- [DOCUMENT SECTION]
— begin —
Infrastructure. The view was commonly expressed by participants who commented on infrastructure that many technologies were already available to support use of preprints. Those mentioned by participants include repository and publishing solutions (open source, such as OSF Preprints, Eprints or DSpace and proprietary technology, such as Figshare), but also the broader scholarly communication infrastructure (e.g. indexing via Crossref). However, several infrastructural issues were emphasised as being important by participants, including technology considerations (such as interoperability, search and discovery), as well as process considerations (including licensing, versioning management, and digital preservation). Functionality and usability considerations for individual services were also mentioned, such as search and annotation of preprints.
Interoperability was regarded as a priority by many participants, with standards often being seen as key. Use of digital object identifiers (DOIs) for preprints (which could then be linked to later versions of the paper) was seen as a particular priority, but other standards such as ORCID, and service providers, such as Crossref, were also mentioned as being important.
Use of standards was seen as an important enabler of effective search and discovery of preprints. Discovery was seen as being achievable largely through network-level discovery services, such as Google Scholar, but interestingly, even greater emphasis was placed on social media, particularly Twitter. It was common for researchers to report finding out about preprints of interest from Twitter, either by following particular individuals or signing up to Twitter feeds set up and managed by preprint servers (including automated Twitter posting when preprints are released). Twitter was reported to be the main way several participants found out about preprints in their field. Several researchers also mentioned gaining feedback on their own preprints as a result of posting links to them on Twitter, with comments sometimes being posted on Twitter itself or other social media rather than the preprint server. The importance of Twitter was also emphasised by service providers, with one representative of a preprint server stating:
“I would say that the momentum behind [name of the preprint server] owes a great deal to Twitter, and to Facebook, a bit less so. But nevertheless the effect is there. These are means of amplifying work once it has been posted.” (Preprint server provider)
This is a significant finding. The fact that part of the infrastructure upon which preprint services are currently reliant includes generic discovery services, such as Google Scholar, and social media, particularly Twitter, needs to be taken into account in considering future developments of preprint services. Usage (or at least availability) of Twitter was assumed by participants to be widespread – a reasonable assumption in most Western countries, but not in others, particularly China.
Open licensing was also seen as an important infrastructural issue, which enabled interoperability and discovery. Preprint servers typically offer depositors Creative Commons (CC) licence options and there was some discussion in our interviews of the best one among these. Some authors were clearly confused about the options available to them when depositing their work. Some were aware of various requirements (including from funders) but were also wary of the possible consequences of signing particular licenses on a preprint when it comes to formal publication at a later stage.
— end —
- [EXERCISES TO COMPLETE]
[1] Restate the paragraph of the preprint infrastructure passage that begins "Interoperability was regarded as a priority" as a short bulleted list that keeps its main facts.
[2] Output the stretch of the preprint infrastructure passage from "Interoperability was regarded" through "as being important.", word for word.

- [DATASET]
— begin —
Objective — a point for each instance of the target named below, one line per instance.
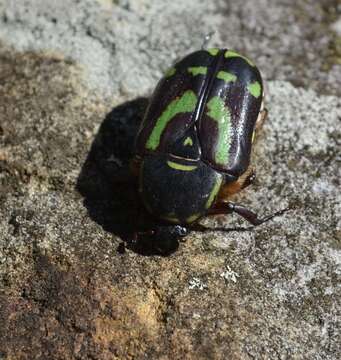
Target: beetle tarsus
(247, 214)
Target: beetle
(193, 148)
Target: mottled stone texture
(74, 78)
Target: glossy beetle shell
(205, 108)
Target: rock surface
(74, 77)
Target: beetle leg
(263, 114)
(244, 181)
(249, 215)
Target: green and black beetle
(194, 144)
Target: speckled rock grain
(74, 77)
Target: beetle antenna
(207, 39)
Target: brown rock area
(74, 81)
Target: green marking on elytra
(214, 192)
(232, 53)
(213, 51)
(186, 103)
(192, 218)
(221, 114)
(226, 76)
(197, 70)
(181, 167)
(170, 72)
(255, 89)
(188, 141)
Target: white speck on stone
(196, 316)
(196, 283)
(336, 26)
(229, 275)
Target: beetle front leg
(249, 215)
(234, 187)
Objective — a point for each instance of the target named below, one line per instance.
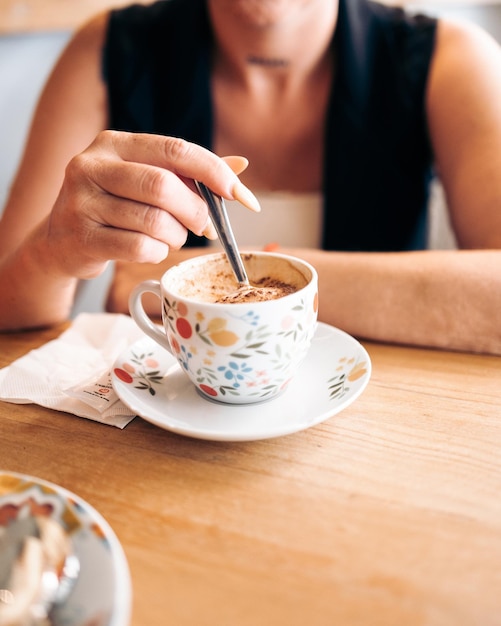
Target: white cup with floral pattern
(235, 352)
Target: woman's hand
(131, 197)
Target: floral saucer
(102, 594)
(151, 383)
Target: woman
(351, 102)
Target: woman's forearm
(443, 299)
(33, 293)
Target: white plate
(102, 593)
(150, 382)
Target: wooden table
(388, 514)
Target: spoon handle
(219, 216)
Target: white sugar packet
(72, 373)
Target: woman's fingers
(186, 160)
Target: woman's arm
(123, 196)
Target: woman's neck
(277, 41)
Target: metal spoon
(37, 570)
(219, 216)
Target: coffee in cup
(237, 345)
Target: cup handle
(140, 316)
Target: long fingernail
(209, 230)
(245, 196)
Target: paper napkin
(72, 373)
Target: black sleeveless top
(377, 163)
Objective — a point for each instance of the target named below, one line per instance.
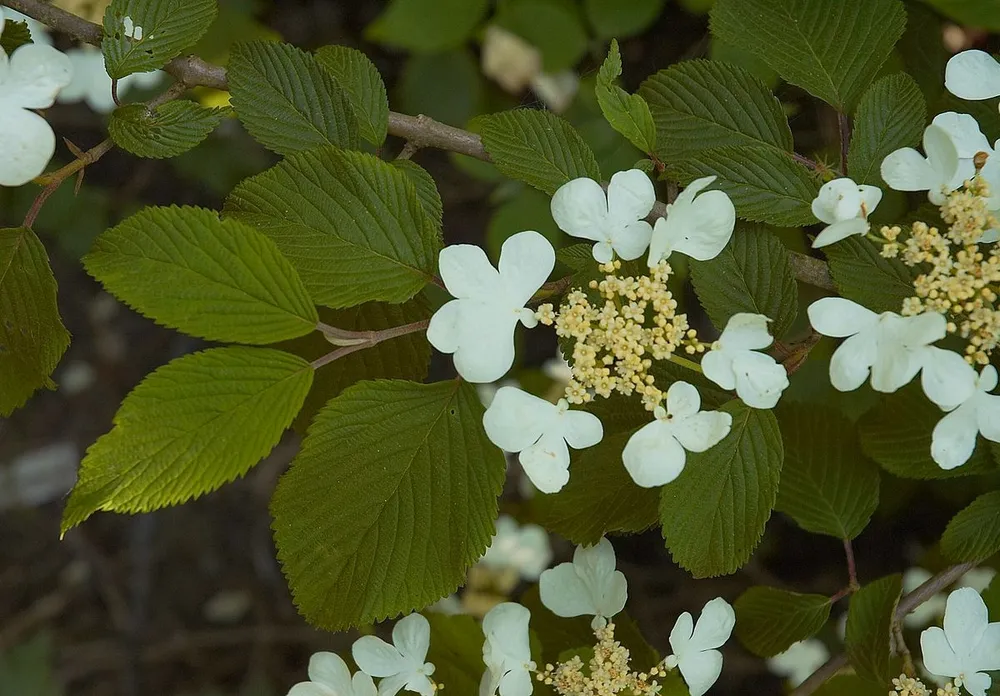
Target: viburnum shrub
(700, 418)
— end —
- [SOLUTIONS BELOW]
[1]
- Many participants saw interoperability as a priority, and standards were often seen as key to it.
- Using DOIs for preprints, which could then be linked to later versions of the paper, was a particular priority.
- Other standards, such as ORCID, and service providers, such as Crossref, were also mentioned as important.

[2]
Interoperability was regarded as a priority by many participants, with standards often being seen as key. Use of digital object identifiers (DOIs) for preprints (which could then be linked to later versions of the paper) was seen as a particular priority, but other standards such as ORCID, and service providers, such as Crossref, were also mentioned as being important.